Records provided

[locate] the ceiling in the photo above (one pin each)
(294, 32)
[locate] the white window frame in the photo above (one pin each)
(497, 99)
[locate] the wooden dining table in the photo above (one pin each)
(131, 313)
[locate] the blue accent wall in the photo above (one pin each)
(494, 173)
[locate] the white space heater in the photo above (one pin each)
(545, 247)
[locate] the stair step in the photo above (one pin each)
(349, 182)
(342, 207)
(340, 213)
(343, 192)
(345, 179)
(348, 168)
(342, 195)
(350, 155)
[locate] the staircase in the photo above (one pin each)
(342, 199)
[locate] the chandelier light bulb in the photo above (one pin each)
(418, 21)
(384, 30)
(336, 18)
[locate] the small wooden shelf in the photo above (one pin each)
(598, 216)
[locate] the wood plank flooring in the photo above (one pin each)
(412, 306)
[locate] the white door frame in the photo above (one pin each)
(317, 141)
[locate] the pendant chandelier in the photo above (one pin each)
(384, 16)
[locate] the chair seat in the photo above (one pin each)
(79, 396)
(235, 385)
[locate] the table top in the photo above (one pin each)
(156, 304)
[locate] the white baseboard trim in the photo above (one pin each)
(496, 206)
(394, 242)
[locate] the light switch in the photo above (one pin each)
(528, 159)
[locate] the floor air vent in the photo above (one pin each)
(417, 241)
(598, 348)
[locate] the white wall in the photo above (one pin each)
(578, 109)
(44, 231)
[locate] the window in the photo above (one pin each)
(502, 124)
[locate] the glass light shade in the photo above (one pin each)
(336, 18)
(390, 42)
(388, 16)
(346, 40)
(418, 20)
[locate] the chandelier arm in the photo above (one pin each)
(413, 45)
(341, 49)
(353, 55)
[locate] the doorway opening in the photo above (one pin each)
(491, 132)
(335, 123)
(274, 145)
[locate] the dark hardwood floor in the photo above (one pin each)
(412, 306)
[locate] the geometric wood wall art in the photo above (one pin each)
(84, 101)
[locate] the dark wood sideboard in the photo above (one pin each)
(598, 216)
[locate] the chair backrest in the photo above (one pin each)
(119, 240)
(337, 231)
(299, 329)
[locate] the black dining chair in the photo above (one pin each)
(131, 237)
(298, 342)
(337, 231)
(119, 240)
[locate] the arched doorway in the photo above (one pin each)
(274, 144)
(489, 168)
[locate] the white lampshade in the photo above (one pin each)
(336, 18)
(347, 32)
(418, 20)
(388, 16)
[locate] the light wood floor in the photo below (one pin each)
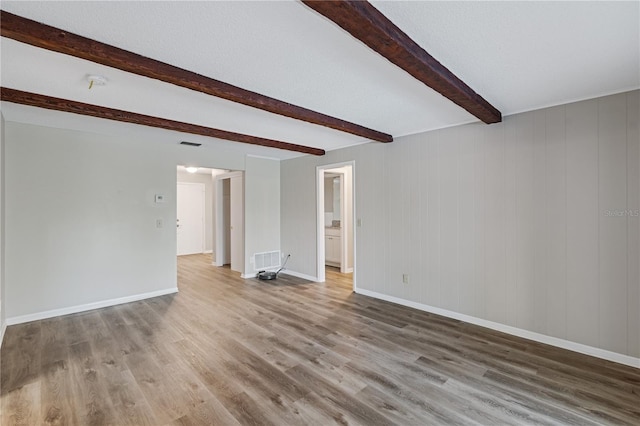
(228, 351)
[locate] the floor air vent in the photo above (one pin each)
(266, 260)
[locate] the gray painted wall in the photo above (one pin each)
(81, 216)
(531, 223)
(2, 232)
(261, 208)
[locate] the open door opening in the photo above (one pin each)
(229, 219)
(335, 222)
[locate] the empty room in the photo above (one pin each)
(319, 212)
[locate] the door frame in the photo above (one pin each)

The task
Give back word for word the lines from the one containing "[locate] the dark hardwood" through the final line of the data above. Pictures are to be left out.

Exercise solution
[locate] the dark hardwood floor in the photo above (one pin each)
(412, 306)
[locate] the geometric wood wall art in the photo above (one pin each)
(84, 101)
[locate] the dark wood sideboard in the photo above (one pin each)
(598, 216)
[locate] the chair backrest in the photo above (one pin each)
(119, 240)
(337, 231)
(299, 329)
[locate] the black dining chair in the photo above (one pin each)
(131, 237)
(298, 342)
(337, 231)
(119, 240)
[locate] the arched doorway in the photo above (one pin each)
(274, 144)
(489, 168)
[locate] the white lampshade in the photo above (one pin each)
(336, 18)
(347, 32)
(418, 20)
(388, 16)
[locate] the light wood floor in the photo below (one pin each)
(228, 351)
[locate] the floor air vent in the photo above (one pin each)
(266, 260)
[locate] the gray painted wall in the photo above (one pin each)
(81, 216)
(531, 223)
(2, 232)
(261, 208)
[locate] the open door opening in the photo above (one pin each)
(229, 219)
(335, 222)
[locate] the empty room in the photo above (one pin each)
(319, 212)
[locate] the door frame in the photo above (one pin each)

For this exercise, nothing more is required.